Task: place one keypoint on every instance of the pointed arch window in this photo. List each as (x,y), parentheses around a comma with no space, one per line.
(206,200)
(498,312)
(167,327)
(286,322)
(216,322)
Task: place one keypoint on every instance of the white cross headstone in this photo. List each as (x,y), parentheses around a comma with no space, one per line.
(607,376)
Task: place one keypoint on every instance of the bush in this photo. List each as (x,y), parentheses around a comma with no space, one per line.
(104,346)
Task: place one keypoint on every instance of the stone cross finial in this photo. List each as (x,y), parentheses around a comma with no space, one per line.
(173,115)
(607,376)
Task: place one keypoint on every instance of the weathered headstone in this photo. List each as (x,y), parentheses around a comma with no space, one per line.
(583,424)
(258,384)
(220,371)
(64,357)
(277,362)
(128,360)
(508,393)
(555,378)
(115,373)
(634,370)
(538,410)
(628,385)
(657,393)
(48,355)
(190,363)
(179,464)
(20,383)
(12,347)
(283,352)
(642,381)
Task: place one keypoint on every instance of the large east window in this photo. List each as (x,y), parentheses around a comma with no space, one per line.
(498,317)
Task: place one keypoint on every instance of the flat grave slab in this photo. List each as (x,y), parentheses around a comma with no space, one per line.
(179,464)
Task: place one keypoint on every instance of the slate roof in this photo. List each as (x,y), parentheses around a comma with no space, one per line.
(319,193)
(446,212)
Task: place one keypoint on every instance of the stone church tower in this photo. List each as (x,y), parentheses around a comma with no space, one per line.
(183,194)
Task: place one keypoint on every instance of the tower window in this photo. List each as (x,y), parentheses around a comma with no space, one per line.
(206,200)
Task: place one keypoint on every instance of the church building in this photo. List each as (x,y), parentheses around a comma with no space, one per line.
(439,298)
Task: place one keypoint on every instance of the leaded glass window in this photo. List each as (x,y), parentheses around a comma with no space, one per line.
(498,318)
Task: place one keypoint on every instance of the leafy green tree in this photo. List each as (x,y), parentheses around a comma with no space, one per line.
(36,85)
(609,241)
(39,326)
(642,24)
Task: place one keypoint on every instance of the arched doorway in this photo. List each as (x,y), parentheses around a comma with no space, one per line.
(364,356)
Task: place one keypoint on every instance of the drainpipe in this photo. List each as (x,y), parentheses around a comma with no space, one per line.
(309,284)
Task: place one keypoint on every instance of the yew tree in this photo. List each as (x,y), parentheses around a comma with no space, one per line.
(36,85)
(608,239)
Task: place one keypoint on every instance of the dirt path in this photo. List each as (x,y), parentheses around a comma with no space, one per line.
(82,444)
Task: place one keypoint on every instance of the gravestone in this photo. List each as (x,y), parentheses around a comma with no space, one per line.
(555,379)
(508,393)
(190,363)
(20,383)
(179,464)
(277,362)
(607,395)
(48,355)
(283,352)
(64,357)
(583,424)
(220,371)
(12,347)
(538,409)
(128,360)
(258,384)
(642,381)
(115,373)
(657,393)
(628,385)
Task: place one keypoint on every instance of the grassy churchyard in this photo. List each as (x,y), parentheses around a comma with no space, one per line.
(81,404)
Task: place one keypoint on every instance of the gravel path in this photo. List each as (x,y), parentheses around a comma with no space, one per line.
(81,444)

......

**What is needed:** Can you give the stretch of data from the line containing "Task: place one keypoint on every instance of the yew" through the end again, changing "dirt path" to "earthen track" and leaving everything else as it is?

**Solution to the exercise:**
Task: place one keypoint on every instance of the yew tree in this photo. List each as (x,y), parentheses around a comma with no space, one per line.
(36,85)
(608,239)
Task: place one keypoint on every instance of the earthen track in this photo. List each as (x,y), parentheses around a comma with no space, one per line.
(82,444)
Task: place one keypoint on every instance of the gravestone in this photo. List each as (x,y), parentheses around a comma with no space, one per line.
(555,379)
(508,393)
(190,363)
(20,383)
(179,464)
(277,362)
(607,395)
(48,355)
(283,352)
(64,357)
(583,424)
(220,371)
(12,347)
(538,409)
(128,360)
(258,384)
(642,381)
(115,373)
(657,393)
(628,385)
Task: place one keypoint on every instance of the grassy churchyard in this photo. List each as (x,y), parentheses around a comma with no space, one per line.
(81,404)
Task: place one keypoint on every instance of the gravel path in this photo. List each as (x,y), parentheses around a comma with no space, one per line.
(81,444)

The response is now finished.